[CONSIGNE 1] Dans les lignes de données, modifiez la partie qui commence par la ligne contenant « the snow patch » et se termine par celle contenant « x=423 y=265 » en remplaçant « desert sand » par « dry sand ». Redonnez cette partie, sans rien changer d'autre.

[TEXTE FOURNI]
"""

Ces pratiques ont constitué la réponse des autorités à la montée du mouvement Occupy et à sa mise en question de la richesse et des privilèges politiques des 1%. Les choix tactiques du mouvement Occupy impliquaient l’installation de campements pacifiques, ainsi que l’organisation de manifestations de masse. Ces deux types de pratiques sont censés être garantis par le Premier amendement [de la Constitution, datant de 1791]. Cet amendement est connu sous le nom de Bill of Rights. Il interdit au Congrès des États-Unis – et, de fait, à la législation des différents États et aussi aux pouvoirs des exécutifs et des instances judiciaires – d’adopter des lois qui limitent la liberté d’expression, celle de la presse ou, encore, le droit de « s’assembler pacifiquement ».
Toutefois, en quelques semaines, les exécutifs municipaux des villes de la côte Est à la côte Ouest des Etats-Unis ont envoyé la police antiémeute – qui faisait un usage régulier de ses menottes en plastique qui coupent la circulation sanguine aux poignets, qu’elle sortait des gilets pare-balles – harceler et arrêter les manifestant·e·s du mouvement Occupy et les expulser des rues.

"""

[CONSIGNE 2]
Répondez aux questions suivantes sur le texte consacré au mouvement Occupy.
(a) Quels deux types de pratiques les choix tactiques du mouvement Occupy impliquaient-ils ?
(b) Qui les exécutifs municipaux ont-ils envoyé harceler et arrêter les manifestant·e·s ?
(c) D'où la police sortait-elle ses menottes en plastique ?

[DONNÉES FOURNIES]
"""

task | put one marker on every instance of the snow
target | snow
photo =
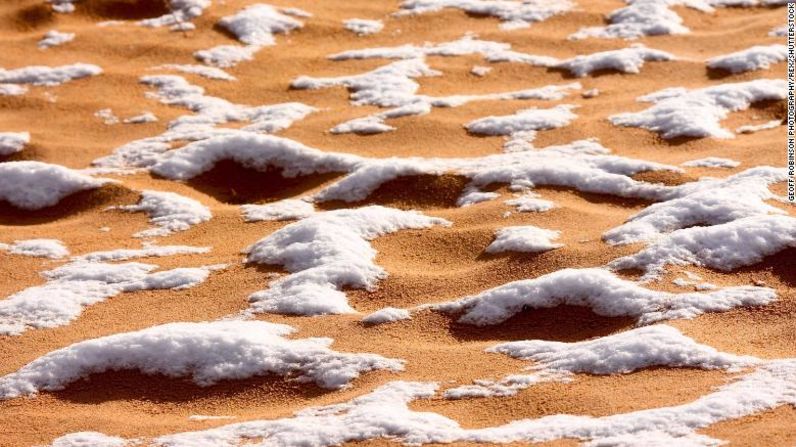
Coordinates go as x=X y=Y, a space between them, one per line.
x=169 y=212
x=205 y=352
x=12 y=142
x=622 y=353
x=73 y=286
x=752 y=128
x=779 y=31
x=706 y=202
x=326 y=253
x=32 y=185
x=48 y=76
x=725 y=247
x=644 y=18
x=200 y=70
x=385 y=414
x=582 y=165
x=530 y=202
x=210 y=111
x=145 y=117
x=182 y=11
x=757 y=57
x=363 y=27
x=625 y=60
x=386 y=315
x=148 y=251
x=697 y=113
x=523 y=124
x=603 y=292
x=527 y=239
x=54 y=38
x=480 y=70
x=288 y=209
x=40 y=248
x=12 y=89
x=107 y=116
x=89 y=439
x=712 y=162
x=512 y=14
x=226 y=56
x=393 y=86
x=252 y=151
x=257 y=24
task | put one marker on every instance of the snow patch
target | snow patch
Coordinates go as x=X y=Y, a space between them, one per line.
x=697 y=113
x=169 y=212
x=527 y=239
x=755 y=58
x=13 y=142
x=325 y=253
x=32 y=185
x=54 y=38
x=363 y=27
x=205 y=352
x=39 y=248
x=48 y=76
x=603 y=292
x=386 y=315
x=288 y=209
x=74 y=286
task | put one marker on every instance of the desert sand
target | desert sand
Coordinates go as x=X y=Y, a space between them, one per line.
x=423 y=265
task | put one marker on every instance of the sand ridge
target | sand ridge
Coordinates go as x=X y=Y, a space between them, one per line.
x=425 y=266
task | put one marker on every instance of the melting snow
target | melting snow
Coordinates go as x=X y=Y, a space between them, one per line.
x=73 y=286
x=54 y=38
x=205 y=352
x=697 y=113
x=12 y=142
x=527 y=238
x=40 y=248
x=712 y=162
x=33 y=185
x=325 y=253
x=622 y=353
x=386 y=315
x=603 y=292
x=48 y=76
x=288 y=209
x=755 y=58
x=513 y=14
x=169 y=212
x=363 y=27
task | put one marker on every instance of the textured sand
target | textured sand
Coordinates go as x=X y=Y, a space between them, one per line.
x=425 y=266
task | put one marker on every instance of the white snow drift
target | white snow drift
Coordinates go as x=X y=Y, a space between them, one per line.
x=603 y=292
x=169 y=212
x=527 y=239
x=363 y=27
x=513 y=14
x=622 y=353
x=71 y=287
x=205 y=352
x=12 y=142
x=385 y=414
x=697 y=113
x=48 y=76
x=325 y=253
x=755 y=58
x=33 y=185
x=39 y=248
x=288 y=209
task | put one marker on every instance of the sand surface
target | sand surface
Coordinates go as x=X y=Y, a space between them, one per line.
x=424 y=266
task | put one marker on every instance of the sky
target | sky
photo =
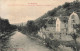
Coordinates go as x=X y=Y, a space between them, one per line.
x=18 y=11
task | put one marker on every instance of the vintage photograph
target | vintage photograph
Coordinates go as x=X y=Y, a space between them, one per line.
x=39 y=25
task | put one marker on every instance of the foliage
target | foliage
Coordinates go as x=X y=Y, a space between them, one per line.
x=31 y=27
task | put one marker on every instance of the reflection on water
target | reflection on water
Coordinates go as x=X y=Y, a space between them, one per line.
x=20 y=42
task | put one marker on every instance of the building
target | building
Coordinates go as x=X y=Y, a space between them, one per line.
x=65 y=23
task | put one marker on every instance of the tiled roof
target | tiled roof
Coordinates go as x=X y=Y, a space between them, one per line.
x=64 y=18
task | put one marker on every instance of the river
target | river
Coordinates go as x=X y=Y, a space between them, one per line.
x=21 y=42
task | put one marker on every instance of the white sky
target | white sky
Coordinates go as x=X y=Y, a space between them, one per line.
x=18 y=11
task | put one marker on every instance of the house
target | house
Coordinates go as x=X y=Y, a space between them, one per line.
x=73 y=19
x=61 y=24
x=66 y=23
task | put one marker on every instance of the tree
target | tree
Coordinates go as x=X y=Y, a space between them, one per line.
x=75 y=35
x=31 y=27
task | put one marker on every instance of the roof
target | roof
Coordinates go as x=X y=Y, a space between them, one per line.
x=64 y=18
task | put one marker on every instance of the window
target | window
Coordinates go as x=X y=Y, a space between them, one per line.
x=73 y=21
x=72 y=16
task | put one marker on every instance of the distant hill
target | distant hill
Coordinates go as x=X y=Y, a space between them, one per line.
x=64 y=10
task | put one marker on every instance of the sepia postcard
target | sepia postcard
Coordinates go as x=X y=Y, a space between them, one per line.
x=39 y=25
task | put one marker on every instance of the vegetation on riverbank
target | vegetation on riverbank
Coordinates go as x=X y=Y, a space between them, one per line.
x=6 y=28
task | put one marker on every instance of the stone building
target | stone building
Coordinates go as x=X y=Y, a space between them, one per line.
x=66 y=23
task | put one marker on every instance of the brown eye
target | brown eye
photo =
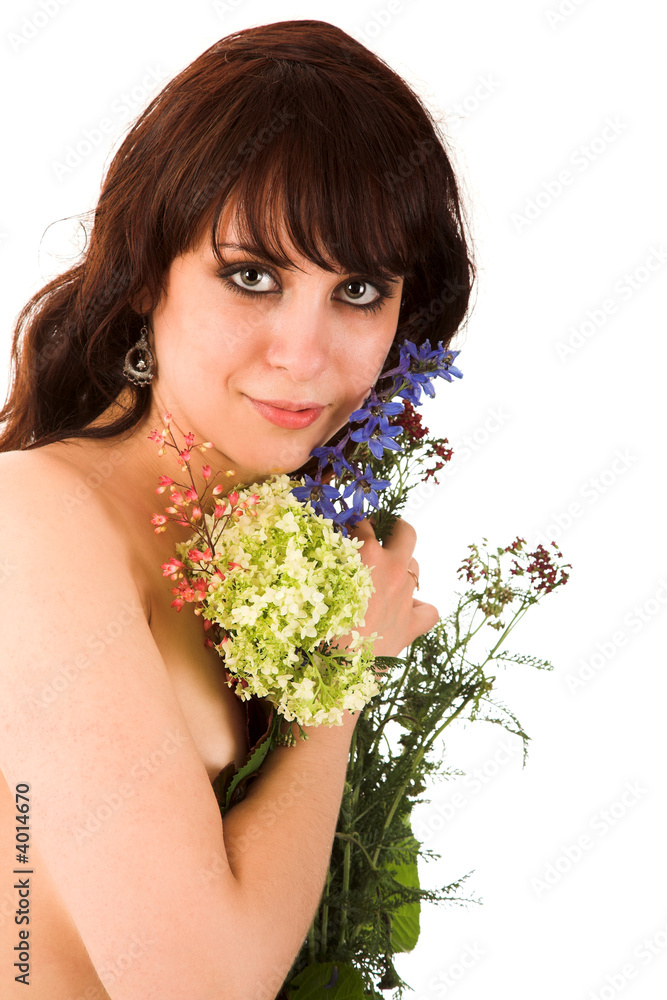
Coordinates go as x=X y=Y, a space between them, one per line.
x=357 y=292
x=248 y=278
x=355 y=289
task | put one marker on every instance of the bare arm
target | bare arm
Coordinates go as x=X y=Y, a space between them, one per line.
x=169 y=900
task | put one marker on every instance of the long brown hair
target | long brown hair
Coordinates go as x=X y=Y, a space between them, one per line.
x=302 y=126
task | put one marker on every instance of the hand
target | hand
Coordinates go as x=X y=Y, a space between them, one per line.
x=393 y=612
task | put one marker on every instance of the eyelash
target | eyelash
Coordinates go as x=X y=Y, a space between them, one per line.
x=382 y=286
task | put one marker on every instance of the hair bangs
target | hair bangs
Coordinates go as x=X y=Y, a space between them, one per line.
x=322 y=191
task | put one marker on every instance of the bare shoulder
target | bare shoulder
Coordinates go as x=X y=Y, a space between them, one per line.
x=69 y=480
x=90 y=722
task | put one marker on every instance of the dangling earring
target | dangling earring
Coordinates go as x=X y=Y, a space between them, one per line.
x=142 y=370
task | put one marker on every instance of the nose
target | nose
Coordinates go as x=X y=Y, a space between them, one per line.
x=299 y=340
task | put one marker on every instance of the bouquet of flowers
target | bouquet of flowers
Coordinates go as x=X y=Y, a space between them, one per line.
x=277 y=580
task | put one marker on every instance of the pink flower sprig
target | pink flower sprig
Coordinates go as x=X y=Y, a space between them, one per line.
x=183 y=496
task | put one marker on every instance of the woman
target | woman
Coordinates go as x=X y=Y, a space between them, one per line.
x=277 y=221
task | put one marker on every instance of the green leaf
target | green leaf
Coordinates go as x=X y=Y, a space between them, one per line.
x=405 y=920
x=313 y=983
x=388 y=662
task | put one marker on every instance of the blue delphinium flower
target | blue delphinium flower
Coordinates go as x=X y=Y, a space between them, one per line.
x=332 y=455
x=364 y=488
x=375 y=412
x=319 y=494
x=378 y=438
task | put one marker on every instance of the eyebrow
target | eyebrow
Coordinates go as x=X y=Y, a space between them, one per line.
x=254 y=252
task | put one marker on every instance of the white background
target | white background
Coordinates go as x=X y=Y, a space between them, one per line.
x=549 y=441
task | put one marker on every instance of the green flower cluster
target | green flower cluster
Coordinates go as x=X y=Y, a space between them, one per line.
x=297 y=586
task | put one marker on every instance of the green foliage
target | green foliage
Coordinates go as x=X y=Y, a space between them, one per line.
x=371 y=902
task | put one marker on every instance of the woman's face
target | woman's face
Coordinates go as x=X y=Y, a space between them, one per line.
x=266 y=363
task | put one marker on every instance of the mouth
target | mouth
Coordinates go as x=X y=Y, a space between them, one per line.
x=288 y=413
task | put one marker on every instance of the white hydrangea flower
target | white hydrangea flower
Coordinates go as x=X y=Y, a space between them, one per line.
x=299 y=585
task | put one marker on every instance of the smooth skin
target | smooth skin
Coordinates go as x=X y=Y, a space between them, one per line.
x=163 y=900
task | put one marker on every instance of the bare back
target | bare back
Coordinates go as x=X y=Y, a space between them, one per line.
x=209 y=720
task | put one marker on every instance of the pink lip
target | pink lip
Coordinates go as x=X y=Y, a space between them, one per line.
x=287 y=413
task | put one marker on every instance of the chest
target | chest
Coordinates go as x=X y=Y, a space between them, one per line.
x=215 y=716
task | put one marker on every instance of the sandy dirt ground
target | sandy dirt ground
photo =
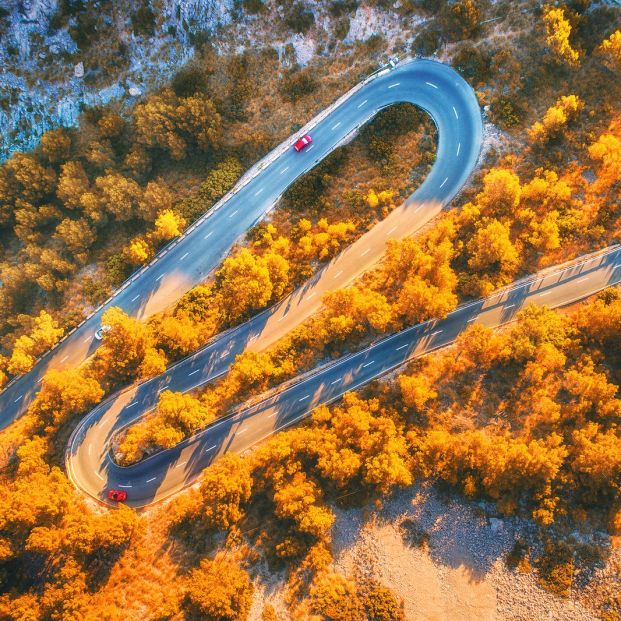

"""

[CORRIGÉ 1]
task | put one marker on every instance of the snow patch
target | snow patch
Coordinates go as x=X y=Y, a space between them, one per line.
x=697 y=113
x=169 y=212
x=527 y=239
x=755 y=58
x=13 y=142
x=325 y=253
x=32 y=185
x=54 y=38
x=363 y=27
x=205 y=352
x=39 y=248
x=48 y=76
x=603 y=292
x=386 y=315
x=288 y=209
x=74 y=286
task | put one marker on every instance of the dry sand
target | dry sand
Coordinates go as x=X y=Y, a space between them, one per line.
x=423 y=265

[CORRIGÉ 2]
(a) L'installation de campements pacifiques et l'organisation de manifestations de masse.
(b) La police antiémeute.
(c) Des gilets pare-balles.